- [Stated exercise]:
Report every line of the rows below that contains the string "green", copying each such line in full. Case counts.

- [Data records]:

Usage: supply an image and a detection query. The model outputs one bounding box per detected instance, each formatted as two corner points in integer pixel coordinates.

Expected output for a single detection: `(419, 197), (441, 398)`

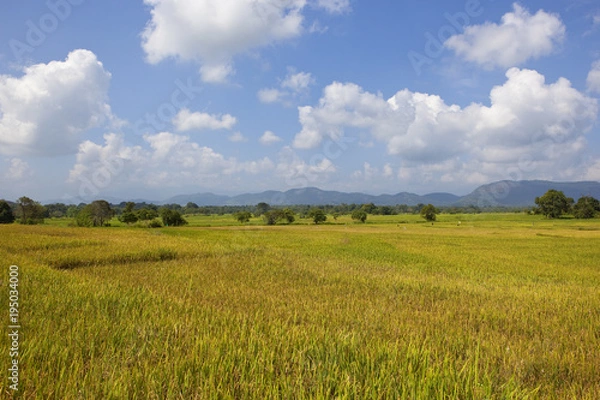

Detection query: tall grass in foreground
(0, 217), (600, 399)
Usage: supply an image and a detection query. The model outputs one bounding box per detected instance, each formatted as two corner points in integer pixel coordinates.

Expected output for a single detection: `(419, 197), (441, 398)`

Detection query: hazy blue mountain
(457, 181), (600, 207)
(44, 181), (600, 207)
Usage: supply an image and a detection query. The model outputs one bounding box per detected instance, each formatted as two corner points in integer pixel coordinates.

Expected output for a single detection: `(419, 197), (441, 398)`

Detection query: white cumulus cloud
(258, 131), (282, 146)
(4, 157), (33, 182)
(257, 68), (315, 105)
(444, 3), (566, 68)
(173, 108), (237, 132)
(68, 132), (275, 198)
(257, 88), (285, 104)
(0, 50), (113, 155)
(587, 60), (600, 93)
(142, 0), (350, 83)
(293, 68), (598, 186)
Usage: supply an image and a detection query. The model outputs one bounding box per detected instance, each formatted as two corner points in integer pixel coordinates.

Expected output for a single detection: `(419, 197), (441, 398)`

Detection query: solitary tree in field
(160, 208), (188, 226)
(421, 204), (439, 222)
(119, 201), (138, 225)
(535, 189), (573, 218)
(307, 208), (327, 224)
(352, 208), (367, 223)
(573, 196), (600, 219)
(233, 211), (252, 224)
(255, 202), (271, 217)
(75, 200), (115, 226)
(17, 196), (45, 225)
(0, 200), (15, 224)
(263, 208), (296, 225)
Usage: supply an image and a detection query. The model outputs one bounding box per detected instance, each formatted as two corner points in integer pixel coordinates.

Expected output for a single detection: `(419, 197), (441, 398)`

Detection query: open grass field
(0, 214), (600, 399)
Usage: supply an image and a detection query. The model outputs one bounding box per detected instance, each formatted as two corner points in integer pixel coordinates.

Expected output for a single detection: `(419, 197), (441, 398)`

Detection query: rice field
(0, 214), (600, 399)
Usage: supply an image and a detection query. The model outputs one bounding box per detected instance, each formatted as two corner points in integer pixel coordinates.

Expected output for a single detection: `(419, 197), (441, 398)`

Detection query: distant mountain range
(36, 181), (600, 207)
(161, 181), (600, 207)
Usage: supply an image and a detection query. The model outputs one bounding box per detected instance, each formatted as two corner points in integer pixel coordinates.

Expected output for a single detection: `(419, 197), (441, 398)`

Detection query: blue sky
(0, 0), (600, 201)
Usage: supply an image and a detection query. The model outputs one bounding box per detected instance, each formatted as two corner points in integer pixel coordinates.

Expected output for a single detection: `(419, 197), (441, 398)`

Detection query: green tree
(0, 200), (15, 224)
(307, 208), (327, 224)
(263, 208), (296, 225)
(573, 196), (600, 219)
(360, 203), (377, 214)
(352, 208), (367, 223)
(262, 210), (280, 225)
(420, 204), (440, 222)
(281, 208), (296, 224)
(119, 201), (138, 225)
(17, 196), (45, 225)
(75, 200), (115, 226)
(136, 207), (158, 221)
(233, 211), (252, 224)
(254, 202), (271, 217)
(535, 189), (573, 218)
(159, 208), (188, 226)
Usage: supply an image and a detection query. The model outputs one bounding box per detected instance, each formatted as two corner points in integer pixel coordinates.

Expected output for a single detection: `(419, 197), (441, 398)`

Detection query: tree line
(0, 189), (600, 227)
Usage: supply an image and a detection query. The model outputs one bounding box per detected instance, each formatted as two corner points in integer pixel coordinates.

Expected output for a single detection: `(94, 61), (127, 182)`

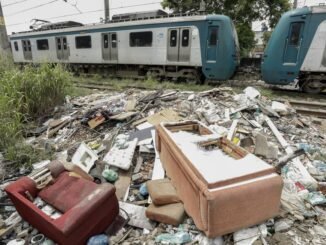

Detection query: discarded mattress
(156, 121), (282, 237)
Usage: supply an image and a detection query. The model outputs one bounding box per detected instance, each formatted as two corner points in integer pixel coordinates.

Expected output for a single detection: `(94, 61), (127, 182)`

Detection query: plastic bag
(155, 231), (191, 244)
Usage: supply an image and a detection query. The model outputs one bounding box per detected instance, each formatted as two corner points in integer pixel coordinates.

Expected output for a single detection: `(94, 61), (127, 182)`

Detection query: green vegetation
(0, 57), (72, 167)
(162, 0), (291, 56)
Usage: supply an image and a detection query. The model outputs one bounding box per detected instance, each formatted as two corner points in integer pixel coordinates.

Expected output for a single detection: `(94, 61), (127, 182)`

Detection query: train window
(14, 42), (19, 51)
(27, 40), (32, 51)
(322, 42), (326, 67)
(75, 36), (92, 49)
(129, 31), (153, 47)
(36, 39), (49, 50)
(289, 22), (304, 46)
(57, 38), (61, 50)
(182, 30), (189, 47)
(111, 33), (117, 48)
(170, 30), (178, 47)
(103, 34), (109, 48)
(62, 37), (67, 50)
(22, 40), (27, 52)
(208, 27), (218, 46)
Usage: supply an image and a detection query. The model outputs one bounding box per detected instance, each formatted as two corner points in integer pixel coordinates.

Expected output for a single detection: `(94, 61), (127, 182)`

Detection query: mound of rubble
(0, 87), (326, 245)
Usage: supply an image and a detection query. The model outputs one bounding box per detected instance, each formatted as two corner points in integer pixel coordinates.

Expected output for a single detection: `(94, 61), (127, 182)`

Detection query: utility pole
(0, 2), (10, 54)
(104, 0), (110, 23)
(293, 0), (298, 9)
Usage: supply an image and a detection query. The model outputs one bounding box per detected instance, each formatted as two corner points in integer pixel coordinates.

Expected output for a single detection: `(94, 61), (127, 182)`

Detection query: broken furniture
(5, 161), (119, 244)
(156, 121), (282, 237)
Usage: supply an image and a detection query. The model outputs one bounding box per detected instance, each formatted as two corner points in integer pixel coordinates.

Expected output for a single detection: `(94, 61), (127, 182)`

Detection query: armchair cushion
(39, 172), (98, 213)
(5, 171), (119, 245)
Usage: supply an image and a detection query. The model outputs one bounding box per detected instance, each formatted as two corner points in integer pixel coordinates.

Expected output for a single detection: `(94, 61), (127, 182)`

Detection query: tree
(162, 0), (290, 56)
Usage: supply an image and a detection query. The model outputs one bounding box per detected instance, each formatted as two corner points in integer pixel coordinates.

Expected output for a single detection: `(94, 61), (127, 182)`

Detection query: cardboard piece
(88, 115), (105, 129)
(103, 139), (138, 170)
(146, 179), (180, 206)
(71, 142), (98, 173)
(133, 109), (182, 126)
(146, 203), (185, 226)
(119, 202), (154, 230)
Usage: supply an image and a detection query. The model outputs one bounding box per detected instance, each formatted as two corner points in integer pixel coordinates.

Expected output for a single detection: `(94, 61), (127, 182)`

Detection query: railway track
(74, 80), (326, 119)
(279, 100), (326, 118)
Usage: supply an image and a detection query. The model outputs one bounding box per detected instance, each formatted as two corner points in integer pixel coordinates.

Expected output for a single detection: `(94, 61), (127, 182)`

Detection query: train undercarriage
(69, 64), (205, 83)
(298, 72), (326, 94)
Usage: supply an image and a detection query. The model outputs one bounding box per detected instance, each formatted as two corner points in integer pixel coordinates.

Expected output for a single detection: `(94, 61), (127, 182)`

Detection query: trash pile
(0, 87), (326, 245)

---

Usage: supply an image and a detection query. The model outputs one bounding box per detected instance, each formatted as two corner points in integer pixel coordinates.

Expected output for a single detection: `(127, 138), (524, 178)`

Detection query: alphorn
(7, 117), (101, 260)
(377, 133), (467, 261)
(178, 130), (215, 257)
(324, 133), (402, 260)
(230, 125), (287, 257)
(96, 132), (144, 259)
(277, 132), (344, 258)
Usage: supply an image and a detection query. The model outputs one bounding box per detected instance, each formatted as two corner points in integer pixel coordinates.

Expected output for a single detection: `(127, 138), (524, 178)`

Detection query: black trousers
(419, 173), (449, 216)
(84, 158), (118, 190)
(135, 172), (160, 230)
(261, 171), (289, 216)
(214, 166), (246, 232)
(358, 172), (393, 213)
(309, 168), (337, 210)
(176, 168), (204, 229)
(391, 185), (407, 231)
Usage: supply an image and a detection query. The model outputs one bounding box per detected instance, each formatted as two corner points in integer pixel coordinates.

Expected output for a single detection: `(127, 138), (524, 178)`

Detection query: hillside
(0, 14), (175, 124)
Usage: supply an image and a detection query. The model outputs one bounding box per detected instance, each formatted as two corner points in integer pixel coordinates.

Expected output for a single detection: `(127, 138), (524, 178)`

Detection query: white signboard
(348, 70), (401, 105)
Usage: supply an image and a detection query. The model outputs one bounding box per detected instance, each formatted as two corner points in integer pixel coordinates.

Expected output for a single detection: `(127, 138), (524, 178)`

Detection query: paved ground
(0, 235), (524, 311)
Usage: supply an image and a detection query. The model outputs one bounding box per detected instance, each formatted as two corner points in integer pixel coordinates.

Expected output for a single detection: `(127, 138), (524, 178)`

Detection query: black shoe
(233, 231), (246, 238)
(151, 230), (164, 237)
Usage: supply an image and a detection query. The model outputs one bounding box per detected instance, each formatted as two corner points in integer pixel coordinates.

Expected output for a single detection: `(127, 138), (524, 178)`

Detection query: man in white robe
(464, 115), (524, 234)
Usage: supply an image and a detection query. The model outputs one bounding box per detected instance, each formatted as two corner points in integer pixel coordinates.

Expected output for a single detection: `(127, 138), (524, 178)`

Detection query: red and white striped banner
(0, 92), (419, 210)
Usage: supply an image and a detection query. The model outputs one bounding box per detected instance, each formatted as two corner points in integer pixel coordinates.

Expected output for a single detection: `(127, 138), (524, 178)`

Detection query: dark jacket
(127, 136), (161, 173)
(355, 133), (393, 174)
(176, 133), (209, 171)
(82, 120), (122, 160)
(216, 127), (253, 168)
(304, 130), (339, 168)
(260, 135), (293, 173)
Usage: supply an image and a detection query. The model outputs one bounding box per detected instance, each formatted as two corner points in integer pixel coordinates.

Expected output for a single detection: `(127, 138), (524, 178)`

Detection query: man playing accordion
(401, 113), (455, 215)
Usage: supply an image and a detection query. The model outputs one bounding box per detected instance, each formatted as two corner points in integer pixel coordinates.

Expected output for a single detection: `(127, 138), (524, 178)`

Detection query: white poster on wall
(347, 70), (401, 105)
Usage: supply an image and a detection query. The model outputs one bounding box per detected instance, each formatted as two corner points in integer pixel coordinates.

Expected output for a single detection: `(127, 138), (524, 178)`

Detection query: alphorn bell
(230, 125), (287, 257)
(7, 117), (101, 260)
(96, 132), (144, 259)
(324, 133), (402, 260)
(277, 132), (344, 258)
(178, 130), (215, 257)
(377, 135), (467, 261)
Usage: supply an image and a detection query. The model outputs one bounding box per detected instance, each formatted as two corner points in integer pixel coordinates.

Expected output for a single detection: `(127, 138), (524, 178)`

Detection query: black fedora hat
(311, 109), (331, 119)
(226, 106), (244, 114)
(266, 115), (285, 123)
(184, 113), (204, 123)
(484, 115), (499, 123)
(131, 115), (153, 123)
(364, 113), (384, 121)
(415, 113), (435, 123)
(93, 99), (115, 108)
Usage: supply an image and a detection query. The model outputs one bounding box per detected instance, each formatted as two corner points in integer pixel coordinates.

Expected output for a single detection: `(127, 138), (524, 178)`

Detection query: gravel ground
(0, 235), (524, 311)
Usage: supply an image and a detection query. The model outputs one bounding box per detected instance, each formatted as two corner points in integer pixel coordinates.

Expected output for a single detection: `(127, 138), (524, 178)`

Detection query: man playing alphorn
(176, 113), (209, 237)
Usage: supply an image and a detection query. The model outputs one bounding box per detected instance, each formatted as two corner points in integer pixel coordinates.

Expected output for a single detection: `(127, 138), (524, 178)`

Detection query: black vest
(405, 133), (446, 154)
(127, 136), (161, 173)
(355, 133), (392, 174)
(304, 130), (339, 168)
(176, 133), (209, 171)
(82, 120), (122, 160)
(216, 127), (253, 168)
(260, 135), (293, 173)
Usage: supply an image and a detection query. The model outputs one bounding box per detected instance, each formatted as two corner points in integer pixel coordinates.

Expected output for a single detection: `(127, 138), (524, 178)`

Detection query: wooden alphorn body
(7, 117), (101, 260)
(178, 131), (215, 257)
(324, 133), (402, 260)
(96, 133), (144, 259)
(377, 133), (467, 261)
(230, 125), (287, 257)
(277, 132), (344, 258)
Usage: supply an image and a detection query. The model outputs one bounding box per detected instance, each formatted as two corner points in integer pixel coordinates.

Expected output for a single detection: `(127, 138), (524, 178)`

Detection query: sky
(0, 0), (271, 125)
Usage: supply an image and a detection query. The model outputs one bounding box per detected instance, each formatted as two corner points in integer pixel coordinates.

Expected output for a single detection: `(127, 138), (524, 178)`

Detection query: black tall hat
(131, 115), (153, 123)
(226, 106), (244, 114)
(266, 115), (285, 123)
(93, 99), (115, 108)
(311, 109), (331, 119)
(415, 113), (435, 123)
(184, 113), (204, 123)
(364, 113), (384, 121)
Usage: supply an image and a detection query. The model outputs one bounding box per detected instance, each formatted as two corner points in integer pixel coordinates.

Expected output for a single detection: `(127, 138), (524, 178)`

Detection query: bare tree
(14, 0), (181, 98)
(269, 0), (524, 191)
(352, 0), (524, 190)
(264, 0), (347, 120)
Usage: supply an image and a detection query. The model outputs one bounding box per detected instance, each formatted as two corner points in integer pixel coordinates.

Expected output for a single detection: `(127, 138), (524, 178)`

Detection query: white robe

- [Result below]:
Detection query: green tree
Detection query: green vegetation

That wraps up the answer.